[Stored data]
---+---
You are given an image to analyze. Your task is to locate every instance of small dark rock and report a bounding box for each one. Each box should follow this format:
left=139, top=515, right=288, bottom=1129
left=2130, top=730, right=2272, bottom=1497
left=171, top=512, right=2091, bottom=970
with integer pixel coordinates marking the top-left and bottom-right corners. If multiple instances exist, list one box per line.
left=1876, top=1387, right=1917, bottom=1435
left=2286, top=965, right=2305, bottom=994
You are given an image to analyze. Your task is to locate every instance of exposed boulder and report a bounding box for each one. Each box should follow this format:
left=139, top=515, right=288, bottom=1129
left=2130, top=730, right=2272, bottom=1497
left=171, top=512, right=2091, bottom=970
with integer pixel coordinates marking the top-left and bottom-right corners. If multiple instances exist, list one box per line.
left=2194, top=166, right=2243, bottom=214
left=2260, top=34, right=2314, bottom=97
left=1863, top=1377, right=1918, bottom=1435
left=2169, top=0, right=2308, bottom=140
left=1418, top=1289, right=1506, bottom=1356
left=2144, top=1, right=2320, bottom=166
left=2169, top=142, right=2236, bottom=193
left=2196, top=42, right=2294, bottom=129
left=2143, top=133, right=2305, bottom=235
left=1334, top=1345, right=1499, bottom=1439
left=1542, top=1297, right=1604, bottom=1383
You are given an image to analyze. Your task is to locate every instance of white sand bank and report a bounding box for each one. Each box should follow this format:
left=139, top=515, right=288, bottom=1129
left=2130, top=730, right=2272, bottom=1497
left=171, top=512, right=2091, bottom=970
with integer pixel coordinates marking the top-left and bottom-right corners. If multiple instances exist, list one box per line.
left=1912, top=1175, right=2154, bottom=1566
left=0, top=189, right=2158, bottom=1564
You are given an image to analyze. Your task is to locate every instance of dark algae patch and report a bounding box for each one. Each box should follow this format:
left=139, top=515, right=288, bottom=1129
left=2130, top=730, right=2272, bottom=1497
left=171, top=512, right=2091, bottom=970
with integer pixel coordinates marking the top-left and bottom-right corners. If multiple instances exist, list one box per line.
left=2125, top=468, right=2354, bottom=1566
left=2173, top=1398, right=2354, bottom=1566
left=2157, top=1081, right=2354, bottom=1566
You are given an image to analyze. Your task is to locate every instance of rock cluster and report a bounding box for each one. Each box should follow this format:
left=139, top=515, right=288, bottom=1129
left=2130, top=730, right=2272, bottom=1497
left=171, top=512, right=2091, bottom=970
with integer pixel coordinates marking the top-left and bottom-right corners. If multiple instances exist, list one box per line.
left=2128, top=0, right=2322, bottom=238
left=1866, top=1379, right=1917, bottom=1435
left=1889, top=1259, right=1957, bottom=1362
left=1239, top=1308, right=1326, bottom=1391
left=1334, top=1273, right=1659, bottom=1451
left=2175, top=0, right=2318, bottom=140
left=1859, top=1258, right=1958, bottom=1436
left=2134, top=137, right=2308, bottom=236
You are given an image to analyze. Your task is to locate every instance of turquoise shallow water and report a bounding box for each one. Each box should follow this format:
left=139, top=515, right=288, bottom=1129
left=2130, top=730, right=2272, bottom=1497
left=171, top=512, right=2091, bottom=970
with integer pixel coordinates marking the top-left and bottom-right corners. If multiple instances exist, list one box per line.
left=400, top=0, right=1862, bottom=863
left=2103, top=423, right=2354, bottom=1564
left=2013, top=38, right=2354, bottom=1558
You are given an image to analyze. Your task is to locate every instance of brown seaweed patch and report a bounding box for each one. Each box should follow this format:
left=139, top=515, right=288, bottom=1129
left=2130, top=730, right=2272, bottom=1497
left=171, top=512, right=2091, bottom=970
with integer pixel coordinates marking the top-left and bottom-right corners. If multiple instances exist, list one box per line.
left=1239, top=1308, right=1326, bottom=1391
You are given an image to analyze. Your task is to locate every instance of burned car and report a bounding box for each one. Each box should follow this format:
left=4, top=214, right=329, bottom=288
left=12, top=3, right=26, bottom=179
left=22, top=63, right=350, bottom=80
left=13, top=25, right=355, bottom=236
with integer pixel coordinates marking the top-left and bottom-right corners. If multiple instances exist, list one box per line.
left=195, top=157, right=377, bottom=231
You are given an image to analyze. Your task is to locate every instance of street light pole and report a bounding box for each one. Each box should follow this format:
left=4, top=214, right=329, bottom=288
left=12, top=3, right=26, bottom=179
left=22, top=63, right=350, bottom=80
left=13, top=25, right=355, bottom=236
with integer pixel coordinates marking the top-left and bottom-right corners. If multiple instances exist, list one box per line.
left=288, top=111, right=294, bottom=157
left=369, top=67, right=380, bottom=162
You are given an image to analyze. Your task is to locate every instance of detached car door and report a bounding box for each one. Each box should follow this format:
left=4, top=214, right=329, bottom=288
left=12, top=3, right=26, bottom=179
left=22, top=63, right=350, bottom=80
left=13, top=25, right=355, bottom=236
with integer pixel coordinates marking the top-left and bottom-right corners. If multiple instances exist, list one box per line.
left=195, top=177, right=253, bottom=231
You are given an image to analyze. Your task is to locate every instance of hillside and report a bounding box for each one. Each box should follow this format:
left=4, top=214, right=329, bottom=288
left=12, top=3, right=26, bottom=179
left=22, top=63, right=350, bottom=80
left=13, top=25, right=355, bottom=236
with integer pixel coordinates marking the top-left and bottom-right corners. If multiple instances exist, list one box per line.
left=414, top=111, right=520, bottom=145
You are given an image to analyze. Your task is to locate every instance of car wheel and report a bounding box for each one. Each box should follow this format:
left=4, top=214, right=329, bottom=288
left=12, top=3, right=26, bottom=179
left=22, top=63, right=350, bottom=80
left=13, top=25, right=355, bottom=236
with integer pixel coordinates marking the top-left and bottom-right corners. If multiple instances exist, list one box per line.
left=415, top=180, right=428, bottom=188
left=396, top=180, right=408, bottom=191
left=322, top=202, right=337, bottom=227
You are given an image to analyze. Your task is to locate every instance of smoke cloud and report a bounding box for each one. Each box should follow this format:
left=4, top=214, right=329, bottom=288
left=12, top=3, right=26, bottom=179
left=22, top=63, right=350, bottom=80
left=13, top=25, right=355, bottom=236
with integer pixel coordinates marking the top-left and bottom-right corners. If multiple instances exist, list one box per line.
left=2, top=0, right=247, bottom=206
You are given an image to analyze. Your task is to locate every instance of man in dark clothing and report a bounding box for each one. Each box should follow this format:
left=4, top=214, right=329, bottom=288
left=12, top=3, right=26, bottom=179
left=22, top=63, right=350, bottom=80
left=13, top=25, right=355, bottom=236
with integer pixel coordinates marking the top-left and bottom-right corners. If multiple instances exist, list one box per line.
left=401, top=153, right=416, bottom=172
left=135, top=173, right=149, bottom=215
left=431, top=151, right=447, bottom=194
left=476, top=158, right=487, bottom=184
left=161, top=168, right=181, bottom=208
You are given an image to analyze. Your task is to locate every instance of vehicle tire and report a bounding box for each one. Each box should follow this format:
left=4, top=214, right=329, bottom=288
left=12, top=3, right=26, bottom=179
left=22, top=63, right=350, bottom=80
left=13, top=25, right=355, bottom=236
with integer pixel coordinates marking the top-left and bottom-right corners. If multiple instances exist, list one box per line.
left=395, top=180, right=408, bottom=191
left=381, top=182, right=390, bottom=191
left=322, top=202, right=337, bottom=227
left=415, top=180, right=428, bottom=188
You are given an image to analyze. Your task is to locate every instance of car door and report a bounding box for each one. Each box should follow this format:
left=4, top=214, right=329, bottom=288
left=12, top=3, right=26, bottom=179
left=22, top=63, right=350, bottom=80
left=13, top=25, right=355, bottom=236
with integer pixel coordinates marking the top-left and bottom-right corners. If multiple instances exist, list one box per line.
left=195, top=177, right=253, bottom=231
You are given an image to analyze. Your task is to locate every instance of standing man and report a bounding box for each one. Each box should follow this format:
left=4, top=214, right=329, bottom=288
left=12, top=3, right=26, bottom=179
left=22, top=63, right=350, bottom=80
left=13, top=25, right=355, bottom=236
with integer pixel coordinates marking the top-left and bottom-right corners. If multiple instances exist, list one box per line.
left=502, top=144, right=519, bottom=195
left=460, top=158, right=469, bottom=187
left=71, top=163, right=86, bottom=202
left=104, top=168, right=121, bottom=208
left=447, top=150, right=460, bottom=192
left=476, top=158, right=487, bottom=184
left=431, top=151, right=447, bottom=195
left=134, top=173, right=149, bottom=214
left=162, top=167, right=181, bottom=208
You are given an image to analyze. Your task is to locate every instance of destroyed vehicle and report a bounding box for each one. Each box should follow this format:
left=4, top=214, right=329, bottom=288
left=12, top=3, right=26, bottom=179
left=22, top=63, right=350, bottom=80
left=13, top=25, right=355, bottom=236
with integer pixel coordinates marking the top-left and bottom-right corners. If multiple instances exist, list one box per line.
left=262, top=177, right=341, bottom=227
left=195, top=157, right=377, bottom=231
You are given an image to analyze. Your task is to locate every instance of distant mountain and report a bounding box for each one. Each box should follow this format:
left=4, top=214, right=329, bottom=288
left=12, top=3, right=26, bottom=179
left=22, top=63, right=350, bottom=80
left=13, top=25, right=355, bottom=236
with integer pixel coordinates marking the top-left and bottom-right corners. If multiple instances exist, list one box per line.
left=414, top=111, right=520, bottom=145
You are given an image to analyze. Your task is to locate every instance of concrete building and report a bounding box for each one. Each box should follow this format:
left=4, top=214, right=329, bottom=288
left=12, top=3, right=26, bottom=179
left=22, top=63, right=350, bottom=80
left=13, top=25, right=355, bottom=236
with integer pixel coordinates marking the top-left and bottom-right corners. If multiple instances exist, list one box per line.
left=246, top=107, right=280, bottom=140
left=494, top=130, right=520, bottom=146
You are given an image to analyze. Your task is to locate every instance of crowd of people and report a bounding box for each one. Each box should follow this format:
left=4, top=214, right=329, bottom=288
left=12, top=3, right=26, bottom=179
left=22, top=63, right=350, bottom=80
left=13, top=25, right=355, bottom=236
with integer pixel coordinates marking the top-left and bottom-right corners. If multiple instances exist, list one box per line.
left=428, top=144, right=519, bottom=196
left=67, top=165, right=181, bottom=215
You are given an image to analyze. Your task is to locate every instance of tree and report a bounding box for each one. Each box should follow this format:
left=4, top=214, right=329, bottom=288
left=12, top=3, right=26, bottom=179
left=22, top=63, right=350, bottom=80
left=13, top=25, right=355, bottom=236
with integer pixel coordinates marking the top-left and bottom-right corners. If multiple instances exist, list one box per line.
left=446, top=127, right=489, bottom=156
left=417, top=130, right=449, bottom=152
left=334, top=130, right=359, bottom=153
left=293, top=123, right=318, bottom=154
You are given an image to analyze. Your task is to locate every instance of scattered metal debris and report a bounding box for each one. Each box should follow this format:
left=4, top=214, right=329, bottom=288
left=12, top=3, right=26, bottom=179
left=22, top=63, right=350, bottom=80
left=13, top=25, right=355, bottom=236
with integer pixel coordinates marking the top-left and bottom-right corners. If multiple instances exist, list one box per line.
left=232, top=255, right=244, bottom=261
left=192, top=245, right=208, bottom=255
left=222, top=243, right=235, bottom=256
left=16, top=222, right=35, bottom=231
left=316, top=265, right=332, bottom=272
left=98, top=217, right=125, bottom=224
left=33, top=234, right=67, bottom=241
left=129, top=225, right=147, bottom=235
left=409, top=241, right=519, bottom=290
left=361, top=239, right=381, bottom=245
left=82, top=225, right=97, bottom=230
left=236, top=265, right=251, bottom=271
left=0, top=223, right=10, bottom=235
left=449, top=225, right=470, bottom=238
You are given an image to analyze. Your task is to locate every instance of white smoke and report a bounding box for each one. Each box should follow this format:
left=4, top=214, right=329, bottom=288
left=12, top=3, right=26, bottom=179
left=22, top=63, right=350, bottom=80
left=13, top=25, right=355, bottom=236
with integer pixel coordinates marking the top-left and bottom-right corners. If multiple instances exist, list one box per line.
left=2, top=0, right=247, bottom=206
---+---
> **EXERCISE INSTRUCTIONS**: Search the entries above for "rock". Show every line that has it.

> **SOLUTION TO THIS PROBLEM**:
You are given an image to analyze. Your task is to locate every instance of small dark rock and report a bounding box for each one. Each box should follow this format:
You are given an image to analyze. Your task is to locate every instance of rock cluster and report a bounding box for each one. Each box should follow this format:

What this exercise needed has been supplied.